An Agilent 1200 liquid chromatograph (LC), with quaternary pump, degasser and thermostated autosampler coupled to a triple quadrupole API 4000 (4000 Q-TRAP ABSCIEX) was used for LC-MS/MS analysis. A Zorbax Eclipse XDB-C18 column, 150 mm long, 4.6 mm i.d. and 5 µm particle size, was kept at 40 °C during the chromatographic analyses. Water/ HCOOH 0.1% (v/v) (A) and acetonitrile (B) were employed as mobile phases at a flow of 0.6 mL min⁻¹. The operation of the LC gradient involved the following elution program: starting with 70% of component A, which was dropped to 0% in 12 min (3.5 min hold) then it rose back to 70% in 1.5 min (4 min hold) for a total run time of 21 min. 5 µL of each sample were injected.

MS/MS detection was performed in the multiple reaction monitoring (MRM) mode using an electrospray ionization (ESI) interface in the positive ion mode. The optimal MRM transitions, declustering potentials (DP) and collision energies (CE) of each studied compound were determined by infusing the standard solutions directly into the Q-TRAP with a syringe at a constant flow. A retention time window of 90 s was set for each analyte.

2.5. Residue Analysis and Method Validation

Pesticide residues were determined thrice for each sample, using an in-house validated method [38] and quantified by LC-MS/MS operating in MRM mode. Briefly, 10 g of homogenized sample was weighed into a 50 mL Teflon centrifugal tube. EtOAc (10 mL) was added, and the tube was manually shaken for 1 min. Afterwards, 8 g anhydrous MgSO₄ and 1.5 g NaCl were added. The tube was shaken vigorously by hand for 1 min, placed in an ultrasonic bath for 15 min, and centrifuged for 10 min at 3000 rpm. After phase separation, 2 mL of the organic phase was collected in a 4 mL flask. The extracts were concentrated to dryness under a N₂ flow in a 40 °C water bath. The residue was dissolved in 1 mL of MeCN [39].

## HOW TO COMPLETE THIS TASK
According to the LC-MS/MS methods text, at what temperature was the Zorbax Eclipse XDB-C18 column kept during the chromatographic analyses? Use only the text above; nothing outside it is needed.

## RECORDS PROVIDED
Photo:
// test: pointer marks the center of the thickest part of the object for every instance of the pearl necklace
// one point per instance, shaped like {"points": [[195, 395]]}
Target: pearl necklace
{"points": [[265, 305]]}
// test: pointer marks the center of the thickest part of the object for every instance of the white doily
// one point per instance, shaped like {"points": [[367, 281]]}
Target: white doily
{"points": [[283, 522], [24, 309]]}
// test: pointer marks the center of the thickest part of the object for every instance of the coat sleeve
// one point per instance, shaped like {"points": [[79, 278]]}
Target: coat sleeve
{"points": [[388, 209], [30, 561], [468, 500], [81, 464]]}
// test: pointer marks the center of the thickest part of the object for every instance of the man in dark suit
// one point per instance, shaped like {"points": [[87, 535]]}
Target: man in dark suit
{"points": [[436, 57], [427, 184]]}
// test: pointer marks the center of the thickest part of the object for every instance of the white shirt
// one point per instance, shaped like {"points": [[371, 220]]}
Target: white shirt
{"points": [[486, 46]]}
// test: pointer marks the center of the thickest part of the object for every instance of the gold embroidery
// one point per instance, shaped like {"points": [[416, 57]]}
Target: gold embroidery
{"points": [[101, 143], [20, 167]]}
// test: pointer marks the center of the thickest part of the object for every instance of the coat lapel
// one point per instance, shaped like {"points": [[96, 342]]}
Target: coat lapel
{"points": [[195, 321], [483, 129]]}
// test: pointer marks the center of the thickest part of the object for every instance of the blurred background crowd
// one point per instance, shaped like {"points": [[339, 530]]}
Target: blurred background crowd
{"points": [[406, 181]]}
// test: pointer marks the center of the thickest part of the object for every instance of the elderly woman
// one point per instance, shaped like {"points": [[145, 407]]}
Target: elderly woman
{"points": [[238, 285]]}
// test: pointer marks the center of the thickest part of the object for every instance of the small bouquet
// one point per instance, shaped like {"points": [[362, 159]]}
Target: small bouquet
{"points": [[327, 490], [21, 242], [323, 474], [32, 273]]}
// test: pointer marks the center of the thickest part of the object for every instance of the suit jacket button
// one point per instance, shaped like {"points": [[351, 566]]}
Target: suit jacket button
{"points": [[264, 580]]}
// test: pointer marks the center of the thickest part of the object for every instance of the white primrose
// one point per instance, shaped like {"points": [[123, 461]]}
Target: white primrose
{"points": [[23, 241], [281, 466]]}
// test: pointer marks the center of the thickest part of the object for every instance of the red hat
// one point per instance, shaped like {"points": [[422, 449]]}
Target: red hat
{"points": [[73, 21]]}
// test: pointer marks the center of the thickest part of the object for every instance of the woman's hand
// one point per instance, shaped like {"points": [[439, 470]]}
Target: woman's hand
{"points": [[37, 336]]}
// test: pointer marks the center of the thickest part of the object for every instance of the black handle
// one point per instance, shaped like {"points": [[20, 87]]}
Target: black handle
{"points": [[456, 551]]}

## OUTPUT FOR THIS TASK
40 °C